§ **CONSEGNA A**
Stabilisci se le seguenti affermazioni concordano con il brano proposto, rispondendo sì o no e citando alla lettera le parole del brano che lo decidono: (i) la sentenza citata è della sezione giurisdizionale della Corte dei conti per il Molise; (ii) la sentenza condanna soltanto il sindaco e la giunta; (iii) l'erogazione dei contributi comunali è descritta come una criticità formidabile.

§ **BRANO PROPOSTO**
-------------------------
La sentenza della Corte dei conti, sezione giurisdizionale per il Molise, 4.2.2022, n. 4, è l'ennesima che dichiara il danno erariale derivante dall'assegnazione di contributi da parte di un comune, violando le indicazioni ed i criteri disposti dalla regolamentazione comunale e dalla legge, condannando non solo sindaco e giunta per danno erariale, ma anche il segretario comunale ed il responsabile dei servizi finanziari per non aver rilevato alcun problema di legittimità all'operato.
L’atteggiamento passivo, che spesso finisce per essere complice, dei segretari comunali, dei ragionieri e dei dirigenti o funzionari, nell’adozione di provvedimenti in chiara violazione di norme e principi è da sempre visto come fonte di responsabilità erariale da parte della Corte dei conti.
Molti dirigenti e funzionari interpretano la loro funzione in modo totalmente erroneo e contrario all’impostazione ordinamentale. Ritengono, cioè, che la doverosa collaborazione istituzionale mirante all’attuazione degli obiettivi politici si attui attraverso il silenzio e la remissività sulle decisioni, anche quando esse risultino contrarie a leggi e regolamenti. Il malinteso è considerare la collaborazione come una sorta di obbligo a non frapporre ostacoli operativi, quando, al contrario, collaborare ed attuare correttamente un obiettivo politico implica l’obbligo di allestire procedure e sistemi gestionali capaci di perseguire i risultati richiesti, ma operando in modo legittimo e tale da non esporre, poi, il comune e gli amministratori a fattispecie dannose.
L’erogazione dei contributi comunali è da sempre una criticità formidabile. Infatti, la pulsione degli organi di governo va verso l’idea di attribuire le risorse pubbliche in modo definito “discrezionale”, ma in realtà del tutto arbitrario, connesso alle conoscenze personali dei destinatari o alla convinzione che i beneficiari rientrino tra l’elettorato capace, poi, di riconoscere col consenso agli eroganti la rielezione.
-------------------------
§ **DATI DEL COMPITO**
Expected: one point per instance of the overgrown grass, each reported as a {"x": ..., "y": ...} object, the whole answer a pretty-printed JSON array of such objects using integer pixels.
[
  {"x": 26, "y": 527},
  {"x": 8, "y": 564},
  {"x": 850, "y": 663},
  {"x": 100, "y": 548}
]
-------------------------
§ **CONSEGNA B**
Impagina come elenco numerato tutte le righe dei dati del compito, omettendo quelle vuote.

§ **SOLUZIONE ESERCIZIO A**
(i) Sì: «sezione giurisdizionale per il Molise».
(ii) No: «condannando non solo sindaco e giunta per danno erariale, ma anche il segretario comunale ed il responsabile dei servizi finanziari».
(iii) Sì: «L’erogazione dei contributi comunali è da sempre una criticità formidabile».

§ **SOLUZIONE ESERCIZIO B**
1. Expected: one point per instance of the overgrown grass, each reported as a {"x": ..., "y": ...} object, the whole answer a pretty-printed JSON array of such objects using integer pixels.
2. [
3.   {"x": 26, "y": 527},
4.   {"x": 8, "y": 564},
5.   {"x": 850, "y": 663},
6.   {"x": 100, "y": 548}
7. ]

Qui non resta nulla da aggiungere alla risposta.